(REQUIREMENT) The answer must be an exact copy of the lines from the one containing "Could you please indicate the egg" through the final line of the material, both included, and nothing else.

(RAW DATA)
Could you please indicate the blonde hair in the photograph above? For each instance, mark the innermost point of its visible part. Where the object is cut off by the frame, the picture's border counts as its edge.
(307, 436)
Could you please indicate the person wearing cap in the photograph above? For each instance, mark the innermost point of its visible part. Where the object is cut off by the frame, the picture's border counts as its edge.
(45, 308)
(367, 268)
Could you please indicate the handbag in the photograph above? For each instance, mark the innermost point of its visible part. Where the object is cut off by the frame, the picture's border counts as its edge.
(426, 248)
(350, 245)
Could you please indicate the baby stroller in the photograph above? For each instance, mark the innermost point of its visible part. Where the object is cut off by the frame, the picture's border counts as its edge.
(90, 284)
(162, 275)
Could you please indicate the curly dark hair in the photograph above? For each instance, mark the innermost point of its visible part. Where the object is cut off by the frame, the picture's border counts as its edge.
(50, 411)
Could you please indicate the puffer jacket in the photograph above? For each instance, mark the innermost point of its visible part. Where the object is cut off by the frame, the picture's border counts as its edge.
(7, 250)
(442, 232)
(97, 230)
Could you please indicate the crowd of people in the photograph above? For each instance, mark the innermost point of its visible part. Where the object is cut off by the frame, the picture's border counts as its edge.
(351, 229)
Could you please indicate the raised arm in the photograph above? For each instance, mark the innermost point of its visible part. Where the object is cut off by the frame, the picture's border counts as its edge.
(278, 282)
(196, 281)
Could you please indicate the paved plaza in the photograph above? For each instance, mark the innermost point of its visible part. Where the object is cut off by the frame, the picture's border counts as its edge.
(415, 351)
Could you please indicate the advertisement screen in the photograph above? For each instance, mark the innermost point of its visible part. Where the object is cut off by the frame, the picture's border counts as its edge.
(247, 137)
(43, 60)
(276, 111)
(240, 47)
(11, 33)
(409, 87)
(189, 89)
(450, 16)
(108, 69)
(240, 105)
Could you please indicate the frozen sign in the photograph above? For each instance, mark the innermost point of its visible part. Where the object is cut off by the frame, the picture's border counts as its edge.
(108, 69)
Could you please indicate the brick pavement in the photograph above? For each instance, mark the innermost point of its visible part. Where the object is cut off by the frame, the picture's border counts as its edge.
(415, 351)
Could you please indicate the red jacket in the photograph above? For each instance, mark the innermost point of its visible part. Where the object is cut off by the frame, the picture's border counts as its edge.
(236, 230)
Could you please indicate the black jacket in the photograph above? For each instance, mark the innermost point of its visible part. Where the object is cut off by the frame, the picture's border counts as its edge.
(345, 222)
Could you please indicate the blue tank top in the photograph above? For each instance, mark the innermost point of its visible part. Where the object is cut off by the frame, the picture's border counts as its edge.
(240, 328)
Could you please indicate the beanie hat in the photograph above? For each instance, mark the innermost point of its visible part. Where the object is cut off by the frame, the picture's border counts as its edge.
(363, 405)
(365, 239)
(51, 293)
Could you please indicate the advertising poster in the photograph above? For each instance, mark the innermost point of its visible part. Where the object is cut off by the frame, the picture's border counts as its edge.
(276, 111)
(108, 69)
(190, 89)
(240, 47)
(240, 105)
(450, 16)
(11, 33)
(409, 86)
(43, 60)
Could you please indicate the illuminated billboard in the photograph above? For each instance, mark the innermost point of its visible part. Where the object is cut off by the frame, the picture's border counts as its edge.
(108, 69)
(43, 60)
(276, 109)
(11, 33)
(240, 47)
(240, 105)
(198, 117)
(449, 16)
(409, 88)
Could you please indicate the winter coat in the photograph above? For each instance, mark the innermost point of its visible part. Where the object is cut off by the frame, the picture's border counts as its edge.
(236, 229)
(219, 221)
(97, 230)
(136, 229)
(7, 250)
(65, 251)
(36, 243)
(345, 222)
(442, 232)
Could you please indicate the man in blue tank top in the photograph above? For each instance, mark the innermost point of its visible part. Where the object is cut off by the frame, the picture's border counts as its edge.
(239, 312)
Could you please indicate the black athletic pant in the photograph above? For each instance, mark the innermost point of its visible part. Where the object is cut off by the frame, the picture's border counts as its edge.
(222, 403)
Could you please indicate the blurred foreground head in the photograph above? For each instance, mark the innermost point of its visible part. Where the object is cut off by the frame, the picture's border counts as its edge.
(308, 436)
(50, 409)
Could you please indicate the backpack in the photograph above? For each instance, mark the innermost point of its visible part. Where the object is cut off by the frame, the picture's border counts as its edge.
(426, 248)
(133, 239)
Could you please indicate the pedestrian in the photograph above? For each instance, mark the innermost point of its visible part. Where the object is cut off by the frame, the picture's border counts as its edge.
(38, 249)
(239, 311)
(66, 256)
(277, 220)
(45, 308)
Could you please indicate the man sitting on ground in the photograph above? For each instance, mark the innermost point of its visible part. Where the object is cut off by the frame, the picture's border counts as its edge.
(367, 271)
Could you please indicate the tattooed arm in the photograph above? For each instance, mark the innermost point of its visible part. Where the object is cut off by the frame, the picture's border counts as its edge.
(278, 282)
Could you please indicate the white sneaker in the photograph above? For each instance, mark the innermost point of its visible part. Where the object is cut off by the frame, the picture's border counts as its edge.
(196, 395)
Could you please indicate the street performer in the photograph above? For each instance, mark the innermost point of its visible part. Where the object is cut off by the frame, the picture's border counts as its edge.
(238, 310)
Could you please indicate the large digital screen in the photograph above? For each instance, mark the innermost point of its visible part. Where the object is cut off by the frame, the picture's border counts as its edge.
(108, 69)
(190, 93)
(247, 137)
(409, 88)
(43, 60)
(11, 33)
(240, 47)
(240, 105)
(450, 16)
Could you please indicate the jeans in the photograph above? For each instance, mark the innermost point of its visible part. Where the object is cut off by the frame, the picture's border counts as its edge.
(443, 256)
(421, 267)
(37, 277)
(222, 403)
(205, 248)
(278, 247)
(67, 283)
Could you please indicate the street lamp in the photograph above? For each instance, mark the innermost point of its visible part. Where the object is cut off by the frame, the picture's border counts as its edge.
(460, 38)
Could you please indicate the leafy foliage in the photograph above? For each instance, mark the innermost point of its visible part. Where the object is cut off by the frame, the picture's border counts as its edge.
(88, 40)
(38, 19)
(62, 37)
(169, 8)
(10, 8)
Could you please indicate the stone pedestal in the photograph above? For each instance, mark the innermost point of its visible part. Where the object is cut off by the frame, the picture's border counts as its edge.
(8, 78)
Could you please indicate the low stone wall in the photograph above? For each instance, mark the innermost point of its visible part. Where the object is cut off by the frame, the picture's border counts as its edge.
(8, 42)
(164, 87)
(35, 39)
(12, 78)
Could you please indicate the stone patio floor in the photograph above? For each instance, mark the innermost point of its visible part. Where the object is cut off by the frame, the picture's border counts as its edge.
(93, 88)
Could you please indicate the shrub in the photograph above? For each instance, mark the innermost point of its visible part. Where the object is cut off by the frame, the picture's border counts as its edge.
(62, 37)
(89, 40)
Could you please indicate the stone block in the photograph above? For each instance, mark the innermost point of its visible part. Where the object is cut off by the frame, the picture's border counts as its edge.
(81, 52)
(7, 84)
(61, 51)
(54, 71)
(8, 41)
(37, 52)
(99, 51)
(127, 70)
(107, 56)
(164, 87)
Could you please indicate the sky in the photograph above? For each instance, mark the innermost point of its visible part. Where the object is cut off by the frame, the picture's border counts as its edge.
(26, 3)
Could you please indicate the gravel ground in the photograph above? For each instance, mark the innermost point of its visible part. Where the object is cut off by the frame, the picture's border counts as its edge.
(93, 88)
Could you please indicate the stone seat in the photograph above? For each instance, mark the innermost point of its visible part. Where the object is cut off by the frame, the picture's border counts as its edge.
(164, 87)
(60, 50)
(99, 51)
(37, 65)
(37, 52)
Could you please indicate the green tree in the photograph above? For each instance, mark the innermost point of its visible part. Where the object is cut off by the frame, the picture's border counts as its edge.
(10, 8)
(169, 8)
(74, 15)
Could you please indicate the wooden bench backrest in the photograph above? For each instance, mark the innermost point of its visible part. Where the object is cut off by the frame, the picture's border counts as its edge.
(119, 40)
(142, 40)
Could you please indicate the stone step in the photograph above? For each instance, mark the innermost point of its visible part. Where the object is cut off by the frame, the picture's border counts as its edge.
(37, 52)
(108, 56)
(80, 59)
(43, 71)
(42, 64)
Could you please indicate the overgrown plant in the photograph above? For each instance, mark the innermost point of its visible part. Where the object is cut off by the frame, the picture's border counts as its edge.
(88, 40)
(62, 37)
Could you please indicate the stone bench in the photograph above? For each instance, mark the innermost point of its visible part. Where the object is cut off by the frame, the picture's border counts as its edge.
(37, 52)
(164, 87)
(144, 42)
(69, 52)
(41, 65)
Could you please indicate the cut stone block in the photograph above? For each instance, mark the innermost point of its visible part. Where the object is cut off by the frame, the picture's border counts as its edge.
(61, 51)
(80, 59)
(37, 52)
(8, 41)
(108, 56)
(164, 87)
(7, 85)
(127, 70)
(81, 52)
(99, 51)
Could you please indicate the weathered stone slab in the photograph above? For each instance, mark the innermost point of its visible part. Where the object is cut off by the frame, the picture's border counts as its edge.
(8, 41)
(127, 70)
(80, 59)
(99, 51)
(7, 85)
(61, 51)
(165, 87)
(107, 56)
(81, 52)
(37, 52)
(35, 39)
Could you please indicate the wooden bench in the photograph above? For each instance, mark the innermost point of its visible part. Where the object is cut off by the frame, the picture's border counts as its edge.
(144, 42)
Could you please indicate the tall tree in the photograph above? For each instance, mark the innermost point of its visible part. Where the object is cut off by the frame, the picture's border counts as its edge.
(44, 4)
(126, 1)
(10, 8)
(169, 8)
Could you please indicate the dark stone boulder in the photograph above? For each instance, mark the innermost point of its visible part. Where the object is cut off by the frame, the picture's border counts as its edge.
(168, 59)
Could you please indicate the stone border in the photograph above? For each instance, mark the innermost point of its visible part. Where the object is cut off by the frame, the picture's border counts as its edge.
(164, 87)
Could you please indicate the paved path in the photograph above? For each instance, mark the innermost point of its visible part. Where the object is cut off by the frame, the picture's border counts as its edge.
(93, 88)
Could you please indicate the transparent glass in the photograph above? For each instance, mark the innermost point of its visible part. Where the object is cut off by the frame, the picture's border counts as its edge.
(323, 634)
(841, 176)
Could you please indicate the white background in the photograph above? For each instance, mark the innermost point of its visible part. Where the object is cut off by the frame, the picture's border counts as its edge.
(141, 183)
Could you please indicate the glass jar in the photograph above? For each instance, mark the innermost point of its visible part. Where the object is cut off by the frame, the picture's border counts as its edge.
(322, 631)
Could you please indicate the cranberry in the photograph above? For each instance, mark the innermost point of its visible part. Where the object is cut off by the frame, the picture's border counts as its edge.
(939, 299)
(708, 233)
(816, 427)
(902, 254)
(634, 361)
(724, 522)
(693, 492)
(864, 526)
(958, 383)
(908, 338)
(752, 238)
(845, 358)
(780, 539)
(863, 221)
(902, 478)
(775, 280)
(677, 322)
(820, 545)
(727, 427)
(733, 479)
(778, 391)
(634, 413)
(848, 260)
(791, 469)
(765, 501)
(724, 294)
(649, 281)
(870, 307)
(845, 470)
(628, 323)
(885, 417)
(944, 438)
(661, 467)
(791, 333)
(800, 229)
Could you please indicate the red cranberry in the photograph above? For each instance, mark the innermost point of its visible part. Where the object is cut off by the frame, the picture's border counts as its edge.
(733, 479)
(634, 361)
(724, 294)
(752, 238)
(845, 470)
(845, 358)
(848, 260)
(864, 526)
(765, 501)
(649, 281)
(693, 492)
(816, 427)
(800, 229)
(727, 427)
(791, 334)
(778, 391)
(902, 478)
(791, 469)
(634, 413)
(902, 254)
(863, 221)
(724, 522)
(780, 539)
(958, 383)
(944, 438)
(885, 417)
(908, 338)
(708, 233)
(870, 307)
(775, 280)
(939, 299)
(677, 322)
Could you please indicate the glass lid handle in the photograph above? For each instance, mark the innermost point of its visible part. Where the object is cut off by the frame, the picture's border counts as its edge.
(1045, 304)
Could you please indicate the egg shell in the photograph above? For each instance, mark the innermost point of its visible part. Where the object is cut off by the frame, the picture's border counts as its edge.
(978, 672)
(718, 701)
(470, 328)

(WRITTEN RESPONSE)
Could you please indicate the egg shell in the photograph above? For each instance, mark the innermost point of its visible part. Where the object is cut off by the frame, the picture's border counts as its edge.
(978, 672)
(718, 701)
(470, 328)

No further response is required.